### [EXERCISE MATERIALS]

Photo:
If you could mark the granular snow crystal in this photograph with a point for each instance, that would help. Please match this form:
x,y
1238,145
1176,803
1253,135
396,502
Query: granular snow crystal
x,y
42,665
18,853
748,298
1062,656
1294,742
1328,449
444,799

### [SET EXERCISE]
Rewrite the listing with "granular snow crystal" swapped for "graupel pellet" at every occurrence, leaving everything else unchanged.

### [TASK OUTPUT]
Photo:
If you could mark the graupel pellet in this photograph with a point for each instance, that would help. Please match this form:
x,y
1238,145
1176,803
1253,135
396,502
Query: graupel pellet
x,y
42,665
18,853
748,298
1062,656
1294,742
1328,449
444,799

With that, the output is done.